Excerpted passage:
◆ ◆ ◆ ◆
2. Using Channels for File Handling

While the file() method is useful for simple file operations, channels provide a more powerful way to handle multiple files in workflows. We could load our file into a channel using Channel.of(), but we have a much more convenient tool called Channel.fromPath() which finds every file in a directory that matches a given pattern.

2.1 Reading Files with Channel.fromPath

Update your main.nf file:

AfterBefore

// Reading files with Channel.fromPath
ch_fastq = Channel.fromPath('data/sampleA_rep1_normal_R1_001.fastq.gz')
ch_fastq.view { "Found file: $it" }

// // Print file attributes
// Comment these out for now, we'll come back to them!
// println "File name: ${myFile.name}"
// println "Simple name: ${myFile.simpleName}"
// println "Extension: ${myFile.extension}"
// println "Parent directory: ${myFile.parent}"

// Create a file object from a string path
myFile = file('data/sampleA_rep1_normal_R1_001.fastq.gz')
◆ ◆ ◆ ◆
Records supplied:
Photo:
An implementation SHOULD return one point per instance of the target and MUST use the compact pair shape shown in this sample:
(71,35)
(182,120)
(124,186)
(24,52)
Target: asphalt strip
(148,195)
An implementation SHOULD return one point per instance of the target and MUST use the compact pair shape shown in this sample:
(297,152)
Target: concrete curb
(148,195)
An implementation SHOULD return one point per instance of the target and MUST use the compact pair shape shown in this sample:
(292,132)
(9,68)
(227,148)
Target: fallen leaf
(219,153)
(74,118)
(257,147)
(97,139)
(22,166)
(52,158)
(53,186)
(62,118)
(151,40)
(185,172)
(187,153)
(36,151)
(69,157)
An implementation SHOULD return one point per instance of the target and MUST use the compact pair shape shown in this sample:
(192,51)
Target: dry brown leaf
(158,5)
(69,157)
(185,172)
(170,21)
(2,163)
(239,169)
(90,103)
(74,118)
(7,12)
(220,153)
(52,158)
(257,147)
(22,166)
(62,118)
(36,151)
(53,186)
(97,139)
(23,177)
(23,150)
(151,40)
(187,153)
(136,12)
◆ ◆ ◆ ◆
To do: According to the file-handling passage, what does Channel.fromPath() do? The entries have no connection to the file-handling passage.

Result of this task: It finds every file in a directory that matches a given pattern.